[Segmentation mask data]
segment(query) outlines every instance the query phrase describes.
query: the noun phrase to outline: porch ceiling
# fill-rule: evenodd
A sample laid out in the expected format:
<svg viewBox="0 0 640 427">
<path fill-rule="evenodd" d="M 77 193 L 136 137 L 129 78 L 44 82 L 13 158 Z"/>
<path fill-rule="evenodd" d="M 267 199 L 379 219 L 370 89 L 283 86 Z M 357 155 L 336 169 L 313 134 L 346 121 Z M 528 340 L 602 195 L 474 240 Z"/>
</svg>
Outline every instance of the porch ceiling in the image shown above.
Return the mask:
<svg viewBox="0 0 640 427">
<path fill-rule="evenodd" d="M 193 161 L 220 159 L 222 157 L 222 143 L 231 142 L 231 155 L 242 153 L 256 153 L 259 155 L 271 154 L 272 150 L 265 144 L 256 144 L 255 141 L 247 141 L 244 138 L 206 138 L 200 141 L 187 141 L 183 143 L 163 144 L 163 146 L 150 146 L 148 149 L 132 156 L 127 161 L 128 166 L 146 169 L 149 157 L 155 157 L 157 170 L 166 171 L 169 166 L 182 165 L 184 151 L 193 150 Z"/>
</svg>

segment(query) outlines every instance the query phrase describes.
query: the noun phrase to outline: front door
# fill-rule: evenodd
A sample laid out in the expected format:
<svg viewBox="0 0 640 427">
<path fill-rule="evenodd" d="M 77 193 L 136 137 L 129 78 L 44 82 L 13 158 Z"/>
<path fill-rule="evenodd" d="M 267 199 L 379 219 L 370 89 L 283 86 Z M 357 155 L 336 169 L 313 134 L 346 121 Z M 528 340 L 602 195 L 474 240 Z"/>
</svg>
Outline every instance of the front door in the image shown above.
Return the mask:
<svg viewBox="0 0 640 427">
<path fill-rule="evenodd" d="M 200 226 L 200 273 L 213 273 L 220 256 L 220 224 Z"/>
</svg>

• EXERCISE
The answer must be every line of the data that holds the word "phrase".

• RESPONSE AREA
segment(query) outlines every instance the query phrase describes.
query: the noun phrase to outline: porch ceiling
segment(query) outlines every instance the query phrase describes.
query: the noun phrase to outline: front door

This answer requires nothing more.